(YOUR INSTRUCTIONS): Nothing may be dropped. Retype the whole listing exactly.

◆ ◆ ◆

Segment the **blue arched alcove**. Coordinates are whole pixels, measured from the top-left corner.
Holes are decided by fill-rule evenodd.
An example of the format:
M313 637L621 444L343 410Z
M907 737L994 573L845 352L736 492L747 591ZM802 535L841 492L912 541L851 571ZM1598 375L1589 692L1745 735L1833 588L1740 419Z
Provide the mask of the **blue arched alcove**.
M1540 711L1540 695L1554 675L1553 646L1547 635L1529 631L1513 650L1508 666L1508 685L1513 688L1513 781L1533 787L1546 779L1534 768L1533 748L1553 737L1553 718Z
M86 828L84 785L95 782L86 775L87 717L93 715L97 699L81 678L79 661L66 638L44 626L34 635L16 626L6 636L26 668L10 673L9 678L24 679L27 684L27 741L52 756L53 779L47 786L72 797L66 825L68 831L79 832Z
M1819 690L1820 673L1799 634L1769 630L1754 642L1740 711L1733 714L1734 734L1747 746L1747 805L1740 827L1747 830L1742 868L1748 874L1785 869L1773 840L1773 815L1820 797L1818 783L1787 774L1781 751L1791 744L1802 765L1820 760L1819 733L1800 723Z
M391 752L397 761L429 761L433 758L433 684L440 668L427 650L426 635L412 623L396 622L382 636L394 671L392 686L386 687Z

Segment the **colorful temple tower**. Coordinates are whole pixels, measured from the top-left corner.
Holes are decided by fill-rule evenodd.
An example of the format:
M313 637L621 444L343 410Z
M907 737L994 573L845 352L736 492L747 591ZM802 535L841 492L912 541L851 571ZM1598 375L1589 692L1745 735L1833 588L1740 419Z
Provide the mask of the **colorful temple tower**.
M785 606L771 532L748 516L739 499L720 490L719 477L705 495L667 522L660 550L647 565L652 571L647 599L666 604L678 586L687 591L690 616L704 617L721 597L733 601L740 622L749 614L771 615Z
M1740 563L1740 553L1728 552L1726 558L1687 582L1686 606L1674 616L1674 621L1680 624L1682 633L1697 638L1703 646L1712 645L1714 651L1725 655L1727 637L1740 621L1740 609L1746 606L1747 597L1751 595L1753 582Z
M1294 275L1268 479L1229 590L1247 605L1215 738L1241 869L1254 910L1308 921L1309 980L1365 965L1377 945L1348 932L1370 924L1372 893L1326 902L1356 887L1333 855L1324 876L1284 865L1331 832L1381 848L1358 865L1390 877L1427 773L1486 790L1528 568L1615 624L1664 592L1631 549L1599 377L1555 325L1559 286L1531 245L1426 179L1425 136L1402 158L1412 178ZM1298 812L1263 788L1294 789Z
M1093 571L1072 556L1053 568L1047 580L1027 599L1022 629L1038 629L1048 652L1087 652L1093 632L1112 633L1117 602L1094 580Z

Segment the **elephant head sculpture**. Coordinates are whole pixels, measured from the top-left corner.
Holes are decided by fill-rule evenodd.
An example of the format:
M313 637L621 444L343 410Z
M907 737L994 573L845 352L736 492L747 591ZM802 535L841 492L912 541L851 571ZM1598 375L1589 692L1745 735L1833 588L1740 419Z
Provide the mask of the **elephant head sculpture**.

◆ ◆ ◆

(TASK OUTPUT):
Segment the **blue arched alcove**. Coordinates are whole pixels, measured from the top-left corner.
Holes are decided by fill-rule evenodd.
An example of the format:
M313 637L621 444L343 410Z
M907 737L994 573L845 352L736 492L747 591ZM802 535L841 492L912 541L851 571ZM1598 375L1589 692L1745 735L1833 588L1740 419Z
Provide the mask of the **blue arched alcove**.
M1540 711L1540 695L1554 675L1553 646L1547 635L1529 631L1513 650L1508 666L1508 685L1513 688L1513 781L1533 787L1546 779L1534 768L1533 748L1553 737L1553 718Z
M86 828L84 785L95 782L86 775L87 717L93 715L97 699L81 678L79 661L66 638L44 626L34 635L16 626L6 636L26 668L10 673L9 678L24 679L27 684L27 741L52 756L53 779L47 786L72 797L66 825L68 831L79 832Z
M1819 690L1820 673L1799 634L1769 630L1754 642L1740 711L1733 714L1734 734L1747 746L1747 805L1740 827L1747 830L1742 868L1748 874L1785 869L1773 840L1773 815L1820 797L1818 783L1787 774L1781 751L1791 744L1802 765L1820 760L1819 733L1800 723Z
M391 752L397 761L429 761L433 758L433 684L440 668L427 650L426 635L412 623L396 622L382 636L394 671L392 686L386 687Z

Segment the **colorful temple tower**. Coordinates are whole pixels, measured from the top-left corner.
Holes are decided by fill-rule evenodd.
An example of the format:
M313 637L621 444L343 410Z
M907 737L994 573L845 352L736 492L747 591ZM802 535L841 492L912 541L851 571ZM1598 375L1589 692L1745 735L1833 588L1740 419Z
Provide the mask of the **colorful temple tower**.
M785 606L771 532L748 516L739 499L720 490L719 477L705 495L667 522L660 550L647 565L652 571L647 599L666 604L678 586L687 591L690 616L704 617L721 597L733 601L740 622L749 614L771 615Z
M1740 563L1740 553L1728 552L1726 558L1687 582L1686 606L1674 616L1674 621L1680 624L1682 633L1697 638L1703 646L1712 645L1714 651L1725 655L1727 637L1740 621L1740 609L1746 606L1747 597L1751 595L1753 582Z
M1294 275L1268 479L1229 590L1247 605L1215 738L1241 869L1254 910L1308 921L1309 980L1365 965L1377 945L1348 932L1370 924L1372 893L1326 902L1356 887L1333 855L1324 876L1284 865L1331 832L1381 848L1358 865L1390 877L1427 773L1486 790L1528 568L1615 624L1664 592L1631 549L1599 377L1555 325L1559 286L1531 245L1426 179L1425 136L1402 158L1412 178ZM1298 812L1263 788L1294 789Z
M1093 571L1072 556L1053 568L1047 580L1027 599L1022 629L1038 629L1048 652L1087 652L1093 632L1112 633L1117 602L1094 580Z

Segment the **elephant head sculpture**. Coordinates are whole pixels, measured from the top-left corner.
Holes are decided by fill-rule evenodd.
An example of the format:
M313 637L621 444L343 410Z
M907 737L994 573L845 352L736 492L747 591ZM802 535L841 492L912 541L851 571ZM1598 375L1589 692L1745 735L1833 588L1740 419Z
Provide the mask of the **elephant head sculpture**.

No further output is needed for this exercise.